> **WHAT IS BEING ASKED**
Please render as a JSON list of strings, one string per line with blank lines omitted, only the lines of the items below from the line with "TARGET = short black hair" through the end of the items.

> **DATA PROVIDED**

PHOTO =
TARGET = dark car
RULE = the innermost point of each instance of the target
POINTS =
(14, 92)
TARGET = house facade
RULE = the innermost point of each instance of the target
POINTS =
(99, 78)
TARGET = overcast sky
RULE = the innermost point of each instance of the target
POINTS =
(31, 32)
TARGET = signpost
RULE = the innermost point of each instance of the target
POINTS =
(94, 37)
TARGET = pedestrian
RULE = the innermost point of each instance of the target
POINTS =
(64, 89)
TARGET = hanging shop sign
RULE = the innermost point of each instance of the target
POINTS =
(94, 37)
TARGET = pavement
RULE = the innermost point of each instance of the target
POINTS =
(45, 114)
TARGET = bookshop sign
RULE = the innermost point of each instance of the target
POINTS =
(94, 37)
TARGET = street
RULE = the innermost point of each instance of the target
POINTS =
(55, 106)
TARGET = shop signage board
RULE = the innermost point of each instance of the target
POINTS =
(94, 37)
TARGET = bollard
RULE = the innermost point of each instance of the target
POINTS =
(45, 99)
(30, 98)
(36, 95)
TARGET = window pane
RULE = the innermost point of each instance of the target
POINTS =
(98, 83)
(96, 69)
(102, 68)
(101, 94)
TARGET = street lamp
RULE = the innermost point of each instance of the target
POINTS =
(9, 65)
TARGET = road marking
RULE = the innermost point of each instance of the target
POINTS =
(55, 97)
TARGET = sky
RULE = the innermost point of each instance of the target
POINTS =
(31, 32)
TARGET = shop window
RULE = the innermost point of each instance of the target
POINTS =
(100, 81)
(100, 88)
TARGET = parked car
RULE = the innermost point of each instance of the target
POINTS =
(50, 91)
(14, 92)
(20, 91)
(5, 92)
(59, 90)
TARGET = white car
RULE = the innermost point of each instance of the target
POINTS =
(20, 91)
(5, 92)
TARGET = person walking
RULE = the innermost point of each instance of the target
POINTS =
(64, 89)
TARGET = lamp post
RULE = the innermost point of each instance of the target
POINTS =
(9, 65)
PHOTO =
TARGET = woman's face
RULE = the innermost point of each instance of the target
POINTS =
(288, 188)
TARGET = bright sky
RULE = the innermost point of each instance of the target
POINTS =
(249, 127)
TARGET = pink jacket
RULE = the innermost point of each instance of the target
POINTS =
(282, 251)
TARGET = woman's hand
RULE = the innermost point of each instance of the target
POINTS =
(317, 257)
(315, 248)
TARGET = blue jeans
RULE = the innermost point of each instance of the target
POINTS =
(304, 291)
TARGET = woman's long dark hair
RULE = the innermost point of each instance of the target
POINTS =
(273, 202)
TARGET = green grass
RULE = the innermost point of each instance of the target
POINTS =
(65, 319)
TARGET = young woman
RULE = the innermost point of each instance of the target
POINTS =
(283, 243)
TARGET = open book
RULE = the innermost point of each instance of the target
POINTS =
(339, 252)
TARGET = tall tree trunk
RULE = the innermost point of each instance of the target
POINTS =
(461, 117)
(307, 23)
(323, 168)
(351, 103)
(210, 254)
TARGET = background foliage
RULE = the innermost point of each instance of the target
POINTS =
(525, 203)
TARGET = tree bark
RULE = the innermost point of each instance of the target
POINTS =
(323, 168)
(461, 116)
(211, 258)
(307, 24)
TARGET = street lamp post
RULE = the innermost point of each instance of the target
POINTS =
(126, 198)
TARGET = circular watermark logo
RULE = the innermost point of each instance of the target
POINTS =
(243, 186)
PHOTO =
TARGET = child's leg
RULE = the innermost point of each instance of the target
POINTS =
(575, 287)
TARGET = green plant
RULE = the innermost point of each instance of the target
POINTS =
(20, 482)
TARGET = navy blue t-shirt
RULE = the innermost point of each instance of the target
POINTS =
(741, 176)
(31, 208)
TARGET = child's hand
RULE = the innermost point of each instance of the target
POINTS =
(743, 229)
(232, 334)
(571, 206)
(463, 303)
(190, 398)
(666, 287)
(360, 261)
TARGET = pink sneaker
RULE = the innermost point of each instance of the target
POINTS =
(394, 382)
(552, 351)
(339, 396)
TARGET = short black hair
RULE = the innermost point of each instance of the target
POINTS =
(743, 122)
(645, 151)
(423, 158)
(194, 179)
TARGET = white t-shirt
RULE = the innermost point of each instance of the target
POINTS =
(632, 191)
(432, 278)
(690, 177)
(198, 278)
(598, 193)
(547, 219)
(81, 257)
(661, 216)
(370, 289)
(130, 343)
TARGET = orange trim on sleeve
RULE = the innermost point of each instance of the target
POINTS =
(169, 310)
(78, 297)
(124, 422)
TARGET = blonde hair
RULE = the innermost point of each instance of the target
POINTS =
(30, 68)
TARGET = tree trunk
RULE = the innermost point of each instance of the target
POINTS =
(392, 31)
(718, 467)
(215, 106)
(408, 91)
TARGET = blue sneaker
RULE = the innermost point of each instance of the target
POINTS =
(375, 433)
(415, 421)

> **TASK OUTPUT**
[
  "TARGET = short black hair",
  "RULE = the innermost point of each instance of the target",
  "POINTS =",
  "(743, 122)",
  "(645, 151)",
  "(423, 158)",
  "(194, 179)",
  "TARGET = white t-shirt",
  "RULE = the innermost point of each instance of the target",
  "POINTS =",
  "(632, 191)",
  "(432, 278)",
  "(690, 177)",
  "(198, 278)",
  "(598, 193)",
  "(547, 219)",
  "(81, 257)",
  "(661, 216)",
  "(370, 289)",
  "(130, 343)",
  "TARGET = orange trim on sleeve",
  "RULE = the innermost point of each instance of the target",
  "POINTS =",
  "(169, 310)",
  "(78, 297)",
  "(124, 422)",
  "TARGET = blonde hair",
  "RULE = the innermost point of each instance of the target",
  "POINTS =",
  "(30, 68)",
  "TARGET = tree trunk",
  "RULE = the innermost point of each instance of the target",
  "POINTS =",
  "(392, 31)",
  "(718, 467)",
  "(215, 106)",
  "(408, 91)",
  "TARGET = blue sneaker",
  "RULE = the innermost point of each instance of the target",
  "POINTS =",
  "(375, 433)",
  "(415, 421)"
]